(Stored records)
= = =

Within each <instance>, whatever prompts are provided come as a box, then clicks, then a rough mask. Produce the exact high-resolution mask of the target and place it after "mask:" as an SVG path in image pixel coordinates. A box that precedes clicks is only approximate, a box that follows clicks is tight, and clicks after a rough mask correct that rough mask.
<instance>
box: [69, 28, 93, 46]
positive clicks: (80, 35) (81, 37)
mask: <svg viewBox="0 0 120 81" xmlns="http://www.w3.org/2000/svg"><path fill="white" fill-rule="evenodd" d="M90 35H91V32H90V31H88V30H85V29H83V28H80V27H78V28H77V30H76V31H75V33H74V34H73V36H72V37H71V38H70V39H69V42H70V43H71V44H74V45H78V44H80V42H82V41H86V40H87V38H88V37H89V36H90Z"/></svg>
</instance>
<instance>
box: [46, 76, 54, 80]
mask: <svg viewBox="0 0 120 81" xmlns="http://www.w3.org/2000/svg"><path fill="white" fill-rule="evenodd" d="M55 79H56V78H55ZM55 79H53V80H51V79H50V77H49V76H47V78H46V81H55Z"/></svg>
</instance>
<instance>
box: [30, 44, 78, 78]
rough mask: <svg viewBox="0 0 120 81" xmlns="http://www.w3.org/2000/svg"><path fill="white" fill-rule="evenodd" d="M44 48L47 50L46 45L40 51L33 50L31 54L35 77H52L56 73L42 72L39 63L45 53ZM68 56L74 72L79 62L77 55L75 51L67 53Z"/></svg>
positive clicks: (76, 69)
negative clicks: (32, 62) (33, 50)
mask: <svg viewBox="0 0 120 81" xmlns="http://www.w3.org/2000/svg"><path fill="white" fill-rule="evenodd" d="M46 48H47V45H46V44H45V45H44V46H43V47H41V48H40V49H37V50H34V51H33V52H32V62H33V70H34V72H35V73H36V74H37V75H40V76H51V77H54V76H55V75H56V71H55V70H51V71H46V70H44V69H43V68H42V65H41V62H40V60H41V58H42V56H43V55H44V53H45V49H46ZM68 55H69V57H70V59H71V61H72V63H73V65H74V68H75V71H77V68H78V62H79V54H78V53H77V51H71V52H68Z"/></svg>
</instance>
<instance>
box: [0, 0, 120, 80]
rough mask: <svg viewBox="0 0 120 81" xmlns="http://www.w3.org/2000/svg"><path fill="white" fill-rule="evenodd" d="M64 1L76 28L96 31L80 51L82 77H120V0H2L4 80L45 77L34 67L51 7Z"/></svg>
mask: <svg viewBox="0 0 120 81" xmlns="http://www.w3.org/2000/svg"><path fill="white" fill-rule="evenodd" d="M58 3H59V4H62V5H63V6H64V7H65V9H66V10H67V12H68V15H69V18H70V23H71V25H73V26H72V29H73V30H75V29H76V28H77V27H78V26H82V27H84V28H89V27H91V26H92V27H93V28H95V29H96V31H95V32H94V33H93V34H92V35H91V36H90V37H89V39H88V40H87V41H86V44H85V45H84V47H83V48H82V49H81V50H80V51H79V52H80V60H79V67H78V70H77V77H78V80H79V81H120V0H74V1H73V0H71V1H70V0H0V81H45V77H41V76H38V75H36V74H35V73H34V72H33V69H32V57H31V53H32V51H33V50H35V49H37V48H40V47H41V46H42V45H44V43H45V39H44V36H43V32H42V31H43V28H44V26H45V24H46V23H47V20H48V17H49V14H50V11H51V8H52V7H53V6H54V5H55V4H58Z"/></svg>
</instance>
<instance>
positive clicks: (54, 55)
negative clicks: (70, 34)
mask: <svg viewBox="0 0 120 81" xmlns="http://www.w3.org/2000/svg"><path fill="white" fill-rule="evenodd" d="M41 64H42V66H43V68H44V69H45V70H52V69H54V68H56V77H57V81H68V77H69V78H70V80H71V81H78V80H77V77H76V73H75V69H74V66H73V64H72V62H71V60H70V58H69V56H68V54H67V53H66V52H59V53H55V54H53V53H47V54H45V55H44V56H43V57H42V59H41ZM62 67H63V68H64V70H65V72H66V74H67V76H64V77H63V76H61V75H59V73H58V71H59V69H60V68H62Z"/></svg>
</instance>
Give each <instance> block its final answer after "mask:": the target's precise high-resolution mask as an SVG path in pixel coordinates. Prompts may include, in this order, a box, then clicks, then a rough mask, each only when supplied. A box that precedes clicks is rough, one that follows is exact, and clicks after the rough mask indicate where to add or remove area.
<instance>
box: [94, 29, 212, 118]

= = =

#### What you should do
When a line above contains the string "exact", copy that line.

#### Answer to this problem
Within each <instance>, whatever prompts are provided come as a box, then clicks, then a rough mask. Produce the exact high-resolution mask of the target and place it after "mask:" as an SVG path in image pixel coordinates. A box that precedes clicks is only approximate, a box that follows clicks is tight, and clicks after a rough mask correct that rough mask.
Give each <instance> block its final answer after "mask:": the target's precise high-resolution mask as an SVG path in pixel coordinates. Prompts may include, in this order, a box, then clicks, then a rough mask, each only when supplied. A box that precedes clicks is rough, one that follows is exact, and clicks after the rough mask indicate where to add or remove area.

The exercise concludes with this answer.